What to work on
Which lines below fall between the one containing "point(220, 478)" and the one containing "skin, one point per instance"? Repeat them exactly, counting both of those lines, and add nothing else.
─── Excerpted data
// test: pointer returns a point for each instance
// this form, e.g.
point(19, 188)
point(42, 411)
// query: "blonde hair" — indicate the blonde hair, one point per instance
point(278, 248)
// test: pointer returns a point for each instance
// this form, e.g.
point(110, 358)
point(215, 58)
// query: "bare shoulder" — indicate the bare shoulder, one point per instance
──────
─── Excerpted data
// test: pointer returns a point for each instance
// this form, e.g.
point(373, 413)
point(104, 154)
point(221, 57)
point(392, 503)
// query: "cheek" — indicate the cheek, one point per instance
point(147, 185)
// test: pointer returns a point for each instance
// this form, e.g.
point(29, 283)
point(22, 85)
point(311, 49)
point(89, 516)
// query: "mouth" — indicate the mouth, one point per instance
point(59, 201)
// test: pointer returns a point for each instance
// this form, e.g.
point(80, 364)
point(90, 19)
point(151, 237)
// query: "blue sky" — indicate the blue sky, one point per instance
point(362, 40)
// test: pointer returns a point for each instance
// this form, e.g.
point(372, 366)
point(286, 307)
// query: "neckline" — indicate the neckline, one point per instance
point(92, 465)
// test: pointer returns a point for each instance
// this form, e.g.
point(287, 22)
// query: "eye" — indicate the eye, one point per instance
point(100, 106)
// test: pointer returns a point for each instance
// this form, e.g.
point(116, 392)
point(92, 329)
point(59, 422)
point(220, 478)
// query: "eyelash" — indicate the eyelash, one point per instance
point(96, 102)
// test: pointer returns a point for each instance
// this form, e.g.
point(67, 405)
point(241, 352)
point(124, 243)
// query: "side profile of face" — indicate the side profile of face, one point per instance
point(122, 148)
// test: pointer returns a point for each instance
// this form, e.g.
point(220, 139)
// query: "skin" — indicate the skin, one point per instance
──────
─── Excerpted data
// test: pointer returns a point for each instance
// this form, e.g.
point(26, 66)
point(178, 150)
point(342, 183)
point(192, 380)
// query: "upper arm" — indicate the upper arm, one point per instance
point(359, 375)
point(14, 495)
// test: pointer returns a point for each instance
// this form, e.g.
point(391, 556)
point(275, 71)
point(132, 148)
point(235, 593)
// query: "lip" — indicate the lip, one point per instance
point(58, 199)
──────
Exercise response
point(220, 478)
// query: "eyelash" — indicate the eyelash, one point per instance
point(96, 102)
// test: pointer returns a point for each instance
// this form, e.g.
point(67, 405)
point(241, 352)
point(124, 243)
// query: "side profile of face" — indicate the side profile of face, one point per instance
point(122, 148)
// test: pointer returns a point for each instance
// this form, e.g.
point(220, 139)
// query: "skin" — indicate the skin, one point per instance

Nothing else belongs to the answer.